++++ 本文
何気ない会話がいつの間にか記録され、それが自分に不利な材料として使われる――。いま巷では、ICレコーダーで会話や物音を録音し、それを“武器”として使う「録音族」が急増している。もはや「口が滑った」では済まされなくなった実態をレポートする。
福岡市で中小企業を経営するA氏がうなだれる。
「私も確かにいいすぎたが、まさか音が残っているとは思わなかった。あんなことをされては、何を話すにも臆病になってしまう」
事の発端は、ある60代の社員が残業代の増額を要求してきたこと。普段からミスが多くて仕事が遅いのが残業の原因なのに――、つい腹が立ったA氏は、社長室に呼んで激しく叱責した。
「本来ならオレが損害賠償を要求するところだ!」
「嫌なら会社を辞めろ!」
しかしその社員は一枚上手だった。胸ポケットに忍ばせたICレコーダーで会話の一部始終を録音し、弁護士に相談。パワハラの“決定的証拠”を突きつけられたA氏は謝罪し、要求に応じることになった。 社労士の一人が語る。
++++++++
● 設問:
[A] 録音族についての文章で、60代の社員がA氏に求めたことを答えてください。
[B] 録音族についての文章を、最後の「社労士の一人が語る。」の後から書き進めてください。
このあとに続く行は、今回の作業には使いません。
++++ 提供データ
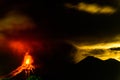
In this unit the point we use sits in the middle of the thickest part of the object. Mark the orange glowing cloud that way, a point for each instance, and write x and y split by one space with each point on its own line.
92 8
104 50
++++++++
● 解答:
[A] 残業代の増額です。

[B]
「パワハラ・セクハラに悩む労働者を中心に、レコーダーで上司や社長の発言を録音してから相談に来るケースが確実に増えています。録音があれば言い逃れできないうえ、労働局の対応も断然早くなる。そのため、我々社労士が録音を勧めているという側面もあります」
「録音」は会社だけでなく、家庭でも行なわれている。「T.I.U.総合探偵社」の阿部泰尚代表が語る。
「浮気の証拠を掴む場合が多いですね。妻の浮気を疑った夫が、ICレコーダーを寝室のベッドに仕込んで行為の現場を押さえたケースがあります。自分で聞く勇気はないが、探偵が聞いて相手を特定してほしいという依頼でした。実際、会話もそこそこに行為に及んだ様子がハッキリ録音され、名前を呼び合っていたために相手が特定できました」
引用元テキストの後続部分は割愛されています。